» **Labeled point records**
——————
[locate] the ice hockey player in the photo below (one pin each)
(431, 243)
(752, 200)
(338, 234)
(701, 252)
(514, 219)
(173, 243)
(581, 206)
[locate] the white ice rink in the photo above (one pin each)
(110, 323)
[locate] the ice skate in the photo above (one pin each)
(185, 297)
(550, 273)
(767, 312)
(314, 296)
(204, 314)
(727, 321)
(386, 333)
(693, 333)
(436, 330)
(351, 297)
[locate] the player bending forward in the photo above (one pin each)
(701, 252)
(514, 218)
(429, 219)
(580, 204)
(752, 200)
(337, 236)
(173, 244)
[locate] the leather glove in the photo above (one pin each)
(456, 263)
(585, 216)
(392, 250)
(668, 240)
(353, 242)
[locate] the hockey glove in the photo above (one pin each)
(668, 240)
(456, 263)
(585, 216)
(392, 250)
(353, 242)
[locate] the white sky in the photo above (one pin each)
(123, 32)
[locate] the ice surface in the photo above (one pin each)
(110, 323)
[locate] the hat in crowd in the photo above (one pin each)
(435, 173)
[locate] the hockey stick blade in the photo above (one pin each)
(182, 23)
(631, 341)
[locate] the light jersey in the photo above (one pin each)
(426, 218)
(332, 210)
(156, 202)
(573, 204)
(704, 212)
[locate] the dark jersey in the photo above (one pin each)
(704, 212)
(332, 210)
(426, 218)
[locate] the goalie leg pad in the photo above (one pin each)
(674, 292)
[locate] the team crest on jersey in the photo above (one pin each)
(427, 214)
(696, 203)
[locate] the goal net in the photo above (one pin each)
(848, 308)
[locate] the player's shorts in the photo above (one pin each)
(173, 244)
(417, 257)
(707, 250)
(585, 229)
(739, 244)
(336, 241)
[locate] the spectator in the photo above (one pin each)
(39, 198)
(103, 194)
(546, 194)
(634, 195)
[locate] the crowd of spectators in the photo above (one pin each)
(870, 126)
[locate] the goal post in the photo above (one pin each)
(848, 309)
——————
» **INSTRUCTIONS TO FOLLOW**
Give the lines of the listing as a numbered list, leaving out blank lines, starting with the line that contains "[locate] the player's" and going on through the last line of the listing.

» **OUTPUT BELOW**
1. [locate] the player's shorts in the photo above (one pin each)
2. (173, 244)
3. (417, 257)
4. (707, 250)
5. (585, 229)
6. (739, 244)
7. (336, 241)
8. [locate] the spectator in the photo above (one pin each)
9. (39, 198)
10. (103, 194)
11. (546, 194)
12. (634, 195)
13. [locate] the crowd of spectators in the photo above (one pin each)
14. (870, 126)
15. [locate] the goal post in the photo above (one pin each)
16. (848, 309)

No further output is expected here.